• Work to complete:
Can you write out all the items below again, replacing every "hole rule" with "fill rule" and changing nothing else?

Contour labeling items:
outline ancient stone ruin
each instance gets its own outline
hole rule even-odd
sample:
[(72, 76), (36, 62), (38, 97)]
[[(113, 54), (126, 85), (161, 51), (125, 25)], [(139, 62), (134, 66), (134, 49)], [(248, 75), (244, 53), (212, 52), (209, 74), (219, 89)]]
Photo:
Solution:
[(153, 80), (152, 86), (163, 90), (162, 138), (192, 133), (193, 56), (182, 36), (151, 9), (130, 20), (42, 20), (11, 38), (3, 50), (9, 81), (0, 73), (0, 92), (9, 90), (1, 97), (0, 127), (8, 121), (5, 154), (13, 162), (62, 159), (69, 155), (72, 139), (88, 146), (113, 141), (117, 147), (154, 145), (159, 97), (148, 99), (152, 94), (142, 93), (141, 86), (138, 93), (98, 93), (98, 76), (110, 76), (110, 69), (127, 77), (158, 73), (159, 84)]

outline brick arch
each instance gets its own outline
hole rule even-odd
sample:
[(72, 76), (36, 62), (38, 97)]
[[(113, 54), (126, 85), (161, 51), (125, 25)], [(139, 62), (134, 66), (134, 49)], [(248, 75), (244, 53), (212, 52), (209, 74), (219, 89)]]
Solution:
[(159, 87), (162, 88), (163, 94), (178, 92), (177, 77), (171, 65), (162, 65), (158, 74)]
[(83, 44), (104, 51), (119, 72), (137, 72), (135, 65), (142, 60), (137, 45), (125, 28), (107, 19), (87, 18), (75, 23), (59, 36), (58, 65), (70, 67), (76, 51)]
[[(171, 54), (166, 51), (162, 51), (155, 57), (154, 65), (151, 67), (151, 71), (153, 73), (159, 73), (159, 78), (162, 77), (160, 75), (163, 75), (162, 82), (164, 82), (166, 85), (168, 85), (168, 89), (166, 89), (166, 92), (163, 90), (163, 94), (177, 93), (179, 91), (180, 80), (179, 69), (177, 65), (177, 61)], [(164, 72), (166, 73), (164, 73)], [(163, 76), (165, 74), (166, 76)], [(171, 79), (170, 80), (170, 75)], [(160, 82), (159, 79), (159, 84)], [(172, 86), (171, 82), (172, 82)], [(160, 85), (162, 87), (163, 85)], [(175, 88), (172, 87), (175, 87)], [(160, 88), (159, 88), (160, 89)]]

• Worked answer:
outline ancient stone ruin
each instance gets its own outline
fill rule even-odd
sample:
[(72, 76), (36, 62), (38, 97)]
[[(113, 54), (126, 85), (161, 51), (125, 25)], [(139, 62), (134, 66), (134, 49)], [(248, 75), (244, 53), (212, 52), (209, 74), (219, 89)]]
Photo:
Solution:
[(153, 80), (152, 86), (163, 90), (162, 138), (192, 133), (193, 56), (182, 36), (151, 9), (130, 20), (42, 20), (11, 38), (3, 50), (9, 81), (0, 73), (0, 92), (9, 90), (1, 97), (0, 127), (8, 121), (5, 154), (13, 162), (62, 159), (69, 155), (72, 139), (88, 146), (113, 141), (117, 147), (154, 145), (159, 97), (148, 99), (152, 94), (142, 93), (141, 86), (138, 93), (98, 93), (98, 76), (110, 76), (110, 69), (127, 77), (158, 73), (159, 84)]

outline brick arch
each instance gets its own outline
fill rule even-odd
sample:
[(72, 76), (36, 62), (38, 97)]
[[(113, 54), (126, 85), (161, 51), (125, 25)], [(139, 62), (134, 66), (134, 49)], [(248, 75), (244, 53), (212, 52), (209, 74), (219, 89)]]
Solution:
[(159, 87), (162, 88), (163, 94), (178, 92), (177, 77), (171, 65), (162, 65), (158, 74)]
[(83, 44), (104, 51), (119, 72), (137, 72), (135, 65), (142, 60), (137, 45), (125, 28), (107, 19), (87, 18), (75, 23), (59, 36), (58, 65), (70, 67), (76, 51)]
[[(171, 54), (166, 51), (162, 51), (155, 57), (154, 65), (151, 67), (151, 71), (153, 73), (159, 73), (159, 78), (162, 77), (160, 75), (163, 75), (162, 82), (164, 82), (166, 85), (168, 85), (168, 89), (166, 89), (166, 92), (163, 90), (163, 94), (177, 93), (179, 91), (180, 80), (179, 69), (177, 65), (177, 61)], [(164, 72), (166, 73), (164, 73)], [(163, 76), (165, 74), (166, 76)], [(171, 79), (170, 80), (170, 75)], [(160, 82), (159, 79), (159, 84)], [(172, 86), (171, 82), (172, 82)], [(160, 85), (162, 87), (163, 85)], [(175, 88), (172, 87), (175, 87)], [(160, 88), (159, 88), (160, 89)]]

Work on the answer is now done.